__Exercise aim__. What you return must match the material exactly, with every line present.

======== Data shown ========

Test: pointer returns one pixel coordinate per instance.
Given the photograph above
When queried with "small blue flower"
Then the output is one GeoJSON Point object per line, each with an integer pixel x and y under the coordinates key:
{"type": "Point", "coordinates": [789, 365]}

========

__Finished exercise__.
Test: pointer returns one pixel coordinate per instance.
Given the photograph above
When queried with "small blue flower"
Then the output is one GeoJSON Point object per line, each with an integer pixel x and y under the coordinates key:
{"type": "Point", "coordinates": [789, 365]}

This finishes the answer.